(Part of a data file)

[BEGIN]

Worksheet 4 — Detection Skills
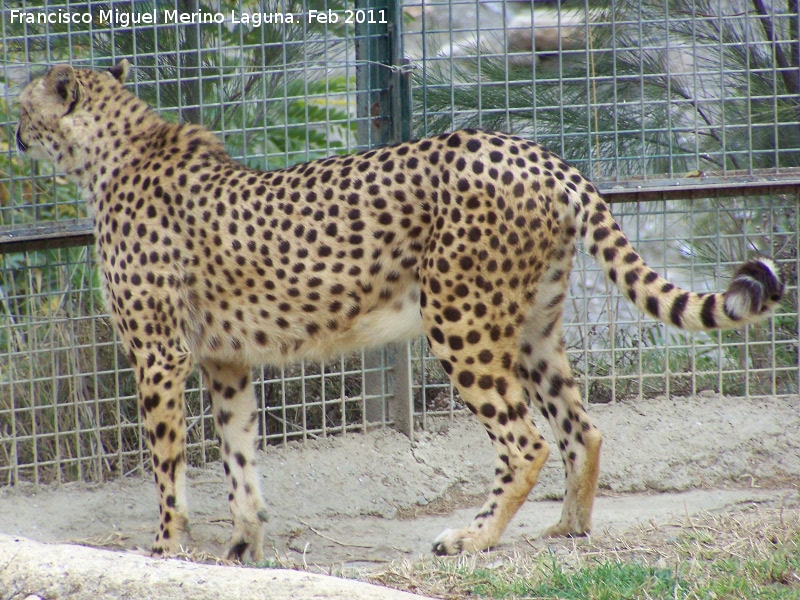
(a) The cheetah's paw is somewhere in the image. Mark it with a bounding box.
[433,528,493,556]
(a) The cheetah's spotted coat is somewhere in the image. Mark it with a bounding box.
[17,62,783,560]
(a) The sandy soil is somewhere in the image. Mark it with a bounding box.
[0,394,800,571]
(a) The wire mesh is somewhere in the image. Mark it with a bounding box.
[0,0,800,485]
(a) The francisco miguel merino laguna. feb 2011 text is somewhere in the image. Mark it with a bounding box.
[9,9,387,27]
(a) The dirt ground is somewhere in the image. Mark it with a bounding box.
[0,394,800,572]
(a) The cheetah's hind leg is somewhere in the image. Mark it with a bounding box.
[201,361,267,562]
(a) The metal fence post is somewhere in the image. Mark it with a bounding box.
[356,0,413,437]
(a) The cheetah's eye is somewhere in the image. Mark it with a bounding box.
[64,94,80,117]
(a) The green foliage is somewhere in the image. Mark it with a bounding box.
[414,0,800,179]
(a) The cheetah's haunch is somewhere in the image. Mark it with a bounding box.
[17,61,783,560]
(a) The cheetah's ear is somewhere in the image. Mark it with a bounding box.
[44,65,78,103]
[108,58,131,83]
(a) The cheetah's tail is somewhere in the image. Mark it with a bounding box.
[568,182,784,331]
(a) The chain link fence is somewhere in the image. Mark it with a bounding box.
[0,0,800,485]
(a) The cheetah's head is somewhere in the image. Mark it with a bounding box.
[17,60,129,173]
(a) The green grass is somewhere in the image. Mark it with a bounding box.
[366,508,800,600]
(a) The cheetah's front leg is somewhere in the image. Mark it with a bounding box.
[201,361,267,562]
[133,343,192,554]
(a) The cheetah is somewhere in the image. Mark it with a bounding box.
[16,61,784,561]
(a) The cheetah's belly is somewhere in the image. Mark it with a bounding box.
[303,284,425,360]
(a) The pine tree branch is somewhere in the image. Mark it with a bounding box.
[753,0,800,94]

[END]

> **GIVEN TASK**
Copy every line of the listing above word for word, leaving out the picture.

> **EXERCISE RESPONSE**
Worksheet 4 — Detection Skills
(a) The cheetah's paw is somewhere in the image. Mark it with a bounding box.
[433,528,493,556]
(a) The cheetah's spotted coat is somewhere in the image. Mark it with a bounding box.
[17,62,783,560]
(a) The sandy soil is somewhere in the image. Mark it with a bounding box.
[0,394,800,571]
(a) The wire mesh is somewhere in the image. Mark it with a bounding box.
[0,0,800,485]
(a) The francisco miguel merino laguna. feb 2011 text is somewhere in the image. Mark it with a bounding box.
[9,9,387,27]
(a) The dirt ground is somewhere in the image. Mark it with a bounding box.
[0,394,800,572]
(a) The cheetah's hind leg is somewhere in the image. Mark it with a bounding box.
[201,361,267,562]
(a) The metal fence post is somewhere in the image. Mark it with a bounding box.
[356,0,413,437]
(a) The cheetah's eye is somewhere in the image. Mark it with a bounding box.
[64,94,80,117]
(a) The green foliage is somewhere in the image. Mark it with a bounding box.
[414,0,800,179]
(a) The cheetah's haunch is somewhere in the image. Mark it with a bounding box.
[17,61,783,560]
(a) The cheetah's ear is somewhere in the image. Mark it with a bounding box.
[44,65,78,103]
[108,58,131,83]
(a) The cheetah's tail is somewhere in the image. Mark it with a bounding box.
[568,182,784,331]
(a) The chain link fence is somewhere in the image. Mark it with a bounding box.
[0,0,800,485]
(a) The cheetah's head is somewhere in the image. Mark it with a bounding box.
[17,60,129,173]
(a) The green grass is somewhere in the image. Mark it with a bounding box.
[366,508,800,600]
(a) The cheetah's front leg is somewhere in the image. Mark it with a bounding box.
[201,361,267,562]
[133,343,192,554]
(a) The cheetah is somewhere in the image. Mark it with a bounding box.
[16,61,784,561]
(a) The cheetah's belly is somewhere in the image. Mark it with a bounding box.
[303,284,425,360]
(a) The pine tree branch is somewhere in the image. Mark it with a bounding box.
[753,0,800,94]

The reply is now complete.